▸ **Activity**: Each line below is to be repeated exactly; any picture is to be left out.

= = = = = = =

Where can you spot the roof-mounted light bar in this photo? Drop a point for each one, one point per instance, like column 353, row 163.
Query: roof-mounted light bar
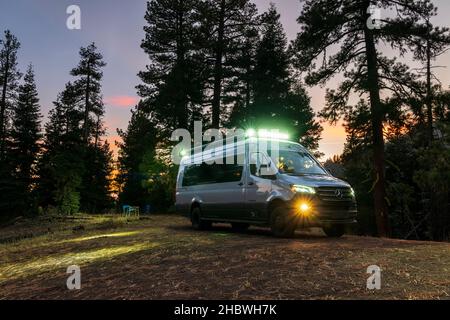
column 268, row 134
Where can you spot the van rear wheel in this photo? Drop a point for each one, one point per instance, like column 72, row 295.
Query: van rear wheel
column 197, row 222
column 240, row 227
column 334, row 231
column 283, row 222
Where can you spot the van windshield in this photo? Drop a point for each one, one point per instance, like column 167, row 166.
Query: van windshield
column 297, row 163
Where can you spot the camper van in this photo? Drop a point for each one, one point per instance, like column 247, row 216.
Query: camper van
column 263, row 181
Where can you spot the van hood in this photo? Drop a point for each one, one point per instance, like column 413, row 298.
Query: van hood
column 314, row 181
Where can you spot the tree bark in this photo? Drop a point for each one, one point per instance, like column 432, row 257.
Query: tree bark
column 218, row 68
column 379, row 191
column 87, row 108
column 3, row 110
column 429, row 99
column 180, row 69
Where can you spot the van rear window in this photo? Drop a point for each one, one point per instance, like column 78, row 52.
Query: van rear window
column 202, row 174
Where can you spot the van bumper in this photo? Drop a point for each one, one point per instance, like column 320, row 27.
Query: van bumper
column 326, row 214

= = = = = = =

▸ **Task solution**:
Where can you spot the roof-mounted light bar in this photo? Drop a point for each one, one point per instance, like column 353, row 163.
Query: roof-mounted light bar
column 268, row 134
Where can you spot the van rear wheel in this photo? Drop a point for each one, one point per instance, like column 72, row 295.
Query: van rear wheel
column 197, row 222
column 240, row 227
column 334, row 231
column 283, row 222
Where can you spot the van windshield in this photo? Drop a point for each one, one point per instance, like column 167, row 166.
Query: van windshield
column 297, row 163
Where can you spot the camper van in this photo? Drop a point for each one, one point per instance, like column 247, row 216.
Query: camper van
column 263, row 181
Where can you spot the van hood in this photo? Drop a point for each one, one point per instance, like column 413, row 298.
Query: van hood
column 314, row 181
Where can you spot the tree bark in this photo? Drop a point for each one, one point per instance, like column 432, row 257.
Query: tree bark
column 218, row 68
column 379, row 191
column 87, row 108
column 3, row 110
column 429, row 99
column 180, row 69
Where can you spot the van rear window in this photo? Drop a point for each one, one point per instance, like column 78, row 52.
Query: van rear window
column 202, row 174
Where can you spot the van bumper in this photo? Drop a point for each one, one point per instance, like column 320, row 27.
Query: van bumper
column 326, row 214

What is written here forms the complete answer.